Exercise inputs:

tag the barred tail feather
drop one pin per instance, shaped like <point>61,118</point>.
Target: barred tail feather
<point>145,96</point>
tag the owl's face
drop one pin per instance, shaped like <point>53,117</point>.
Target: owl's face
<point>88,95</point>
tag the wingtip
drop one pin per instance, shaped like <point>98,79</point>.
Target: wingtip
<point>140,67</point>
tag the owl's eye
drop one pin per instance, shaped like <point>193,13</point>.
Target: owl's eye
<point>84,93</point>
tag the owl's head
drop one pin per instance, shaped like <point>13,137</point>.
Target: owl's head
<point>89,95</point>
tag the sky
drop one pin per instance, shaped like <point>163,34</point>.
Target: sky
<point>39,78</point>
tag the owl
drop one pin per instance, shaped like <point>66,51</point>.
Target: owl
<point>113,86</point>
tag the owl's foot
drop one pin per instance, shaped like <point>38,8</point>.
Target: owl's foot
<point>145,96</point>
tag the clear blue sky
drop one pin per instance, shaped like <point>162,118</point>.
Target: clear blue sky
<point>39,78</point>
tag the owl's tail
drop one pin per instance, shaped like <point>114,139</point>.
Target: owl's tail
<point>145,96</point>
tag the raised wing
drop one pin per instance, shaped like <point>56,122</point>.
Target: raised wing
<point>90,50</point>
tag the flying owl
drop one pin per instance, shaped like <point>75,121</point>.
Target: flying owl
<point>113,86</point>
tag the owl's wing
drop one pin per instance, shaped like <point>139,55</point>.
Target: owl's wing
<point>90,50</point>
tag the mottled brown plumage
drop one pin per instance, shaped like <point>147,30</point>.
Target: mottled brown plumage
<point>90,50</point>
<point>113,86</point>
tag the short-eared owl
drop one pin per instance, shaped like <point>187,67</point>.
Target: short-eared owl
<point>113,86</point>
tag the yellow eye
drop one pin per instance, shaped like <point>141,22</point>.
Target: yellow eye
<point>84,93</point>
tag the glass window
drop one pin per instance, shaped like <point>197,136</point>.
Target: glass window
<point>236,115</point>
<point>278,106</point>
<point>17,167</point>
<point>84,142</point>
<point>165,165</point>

Request:
Copy every one of the lines above word for word, without changing anything.

Full response:
tag the barred tail feather
drop one pin per instance, shaped like <point>61,118</point>.
Target: barred tail feather
<point>145,96</point>
tag the owl's face
drop one pin per instance, shaped like <point>53,117</point>.
Target: owl's face
<point>88,95</point>
tag the wingtip
drop one pin per instance, shaped like <point>98,79</point>.
Target: wingtip
<point>140,67</point>
tag the owl's eye
drop one pin per instance, shaped like <point>193,13</point>.
Target: owl's eye
<point>84,93</point>
tag the owl's head
drop one pin per instance, shaped like <point>13,137</point>.
Target: owl's head
<point>89,95</point>
tag the sky
drop one pin per instance, shaped like <point>163,34</point>.
Target: sky
<point>39,78</point>
tag the owl
drop one pin per instance, shaped like <point>66,51</point>.
Target: owl
<point>113,86</point>
tag the owl's foot
drop one pin per instance, shaped like <point>38,8</point>.
Target: owl's foot
<point>145,96</point>
tag the clear blue sky
drop one pin per instance, shaped like <point>162,118</point>.
Target: clear blue sky
<point>39,78</point>
tag the owl's tail
drop one pin per instance, shaped like <point>114,139</point>.
Target: owl's tail
<point>145,96</point>
tag the raised wing
drop one pin per instance, shaped like <point>56,122</point>.
Target: raised wing
<point>90,50</point>
tag the flying owl
drop one pin per instance, shaped like <point>75,121</point>.
Target: flying owl
<point>113,86</point>
tag the owl's wing
drop one pin per instance, shaped like <point>139,55</point>.
Target: owl's wing
<point>90,50</point>
tag the mottled brown plumage
drop one pin per instance, shaped like <point>147,30</point>.
Target: mottled brown plumage
<point>90,50</point>
<point>113,86</point>
tag the short-eared owl
drop one pin per instance, shaped like <point>187,67</point>.
Target: short-eared owl
<point>113,86</point>
tag the yellow eye
drop one pin per instance, shaped like <point>141,22</point>.
Target: yellow eye
<point>84,93</point>
tag the glass window
drop one pin per instance, shaped like <point>197,136</point>.
Target: glass window
<point>236,115</point>
<point>278,106</point>
<point>17,167</point>
<point>84,142</point>
<point>165,165</point>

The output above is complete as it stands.